* Aim of the task *
Each line in the data must be reproduced as written, except for any picture.

* Stored data *
════════════════

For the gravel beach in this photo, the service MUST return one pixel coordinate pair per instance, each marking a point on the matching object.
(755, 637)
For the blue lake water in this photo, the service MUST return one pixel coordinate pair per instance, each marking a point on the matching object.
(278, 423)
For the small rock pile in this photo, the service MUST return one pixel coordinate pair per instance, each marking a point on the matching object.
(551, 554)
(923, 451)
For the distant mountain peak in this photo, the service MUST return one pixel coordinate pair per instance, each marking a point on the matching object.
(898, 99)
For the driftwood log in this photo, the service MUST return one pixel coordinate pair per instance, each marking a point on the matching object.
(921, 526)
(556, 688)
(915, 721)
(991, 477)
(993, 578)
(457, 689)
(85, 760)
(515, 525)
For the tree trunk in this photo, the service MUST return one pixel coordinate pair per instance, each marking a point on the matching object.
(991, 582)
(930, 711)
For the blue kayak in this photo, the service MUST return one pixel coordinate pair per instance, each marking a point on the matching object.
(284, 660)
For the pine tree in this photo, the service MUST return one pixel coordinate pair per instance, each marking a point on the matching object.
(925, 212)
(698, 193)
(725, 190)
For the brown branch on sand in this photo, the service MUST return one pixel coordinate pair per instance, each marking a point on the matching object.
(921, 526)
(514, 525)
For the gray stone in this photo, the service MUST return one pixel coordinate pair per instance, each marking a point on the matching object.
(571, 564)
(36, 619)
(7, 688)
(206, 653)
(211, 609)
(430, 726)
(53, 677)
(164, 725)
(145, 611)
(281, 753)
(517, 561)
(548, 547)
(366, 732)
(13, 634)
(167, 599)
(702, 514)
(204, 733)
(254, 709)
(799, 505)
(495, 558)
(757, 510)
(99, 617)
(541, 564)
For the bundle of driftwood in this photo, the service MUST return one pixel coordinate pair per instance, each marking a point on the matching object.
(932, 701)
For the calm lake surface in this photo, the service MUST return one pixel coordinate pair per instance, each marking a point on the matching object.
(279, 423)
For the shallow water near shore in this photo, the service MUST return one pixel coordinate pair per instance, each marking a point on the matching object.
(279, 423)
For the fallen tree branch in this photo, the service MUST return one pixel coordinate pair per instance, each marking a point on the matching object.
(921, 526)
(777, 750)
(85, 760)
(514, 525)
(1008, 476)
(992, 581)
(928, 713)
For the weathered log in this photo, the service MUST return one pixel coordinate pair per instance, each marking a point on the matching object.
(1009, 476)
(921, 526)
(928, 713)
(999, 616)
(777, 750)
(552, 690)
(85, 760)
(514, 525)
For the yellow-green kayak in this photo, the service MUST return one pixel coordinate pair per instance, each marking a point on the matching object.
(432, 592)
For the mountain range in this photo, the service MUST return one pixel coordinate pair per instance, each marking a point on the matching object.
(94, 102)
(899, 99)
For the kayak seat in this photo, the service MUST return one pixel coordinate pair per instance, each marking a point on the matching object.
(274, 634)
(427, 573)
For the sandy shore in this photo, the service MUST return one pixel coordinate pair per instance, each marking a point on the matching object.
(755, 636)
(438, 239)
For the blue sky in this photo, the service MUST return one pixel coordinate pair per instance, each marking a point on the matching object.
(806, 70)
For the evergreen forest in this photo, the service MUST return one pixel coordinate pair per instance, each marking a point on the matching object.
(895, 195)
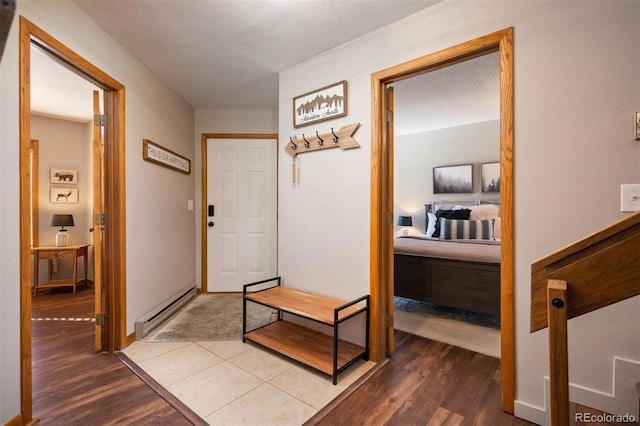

════════════════

* Answer space *
For the gravel beach in this photo, the service MUST return one pixel coordinate pair per instance, each marking a point on the matching object.
(755, 637)
For the blue lake water in this photo, the service MUST return one pixel coordinate pair per instance, each marking a point on the matching object.
(278, 423)
For the small rock pile in this photo, the service MUST return one pixel coordinate pair per instance, each marking a point on the matching object.
(551, 554)
(923, 451)
For the distant mountain peak in this photo, the service MUST return one pixel coordinate pair per instance, each marking a point on the matching object.
(898, 99)
For the driftwood log in this photo, the service MUST return one pixel coordinate pair per instance, each marking a point on the matching object.
(921, 526)
(556, 688)
(915, 721)
(991, 477)
(993, 578)
(457, 689)
(85, 760)
(515, 525)
For the tree trunk in this photo, the service MUST return one pixel coordinate pair per instance, each marking a point on the matching object.
(991, 582)
(930, 711)
For the blue kayak in this photo, the service MUST return one pixel coordinate pair per instance, each marking a point on the matching object.
(284, 660)
For the pine tree in this photo, the service MUST return one pixel coordinate pair per instance, each marking a point on the matching object.
(925, 212)
(698, 193)
(725, 190)
For the brown branch on sand in this photo, the service MUST return one pixel coordinate pair per instance, each marking a point on the matching object.
(921, 526)
(514, 525)
For the gray stone in this photo, the service MUST return one pixel coordinate pair per instance, each marking a point on the matching object.
(571, 564)
(36, 619)
(7, 688)
(206, 653)
(211, 609)
(430, 726)
(53, 677)
(164, 725)
(145, 611)
(281, 753)
(517, 561)
(548, 547)
(366, 732)
(13, 634)
(167, 599)
(702, 514)
(204, 733)
(254, 709)
(799, 505)
(495, 558)
(757, 510)
(99, 617)
(541, 564)
For the bundle of driftwood in this photo, the service MUST return one pixel coordinate pair per instance, each marking a point on the matching object.
(932, 701)
For the calm lake surface in this photo, the service MUST return one pixel coordinate pair per instance, each marking a point on the matching object.
(279, 423)
For the shallow water near shore in this photo, the service MUST return one pixel coordinate pair per instance, each marking a point on the matching object.
(279, 423)
For the fallen tree branch in this photo, the service MUST return one pixel coordinate pair per instance, each marking a point on the matching object.
(921, 526)
(777, 750)
(85, 760)
(514, 525)
(1008, 476)
(992, 581)
(928, 713)
For the weathered log in this photo, the service MUST return one pixel coordinate pair per instance, each marking a point on the matching object.
(1009, 476)
(921, 526)
(928, 713)
(999, 616)
(777, 750)
(552, 690)
(85, 760)
(514, 525)
For the yellow-green kayak in this photo, the service MUST return one pixel coordinate pair per instance, each marking a point on the matching object.
(432, 592)
For the mountain range in this photo, the service MUST return one pixel coordinate pair per instance, each marking a point on the matching object.
(94, 102)
(899, 99)
For the kayak seat in this photo, the service MUST return one pixel coordinate pair per instance, each marking a point on the matching object.
(274, 634)
(427, 573)
For the sandy shore in this photo, the service MUST return one pixel coordinate pair per instance, each marking a point on the matching object.
(755, 636)
(438, 239)
For the blue sky in this photo, the service MUST return one pixel coordinate pair per instance, each marking a point on the matching object.
(806, 70)
For the evergreen forest in this photo, the service MUST return one pixel coordinate pair per instance, each marking a point on the matching object.
(895, 195)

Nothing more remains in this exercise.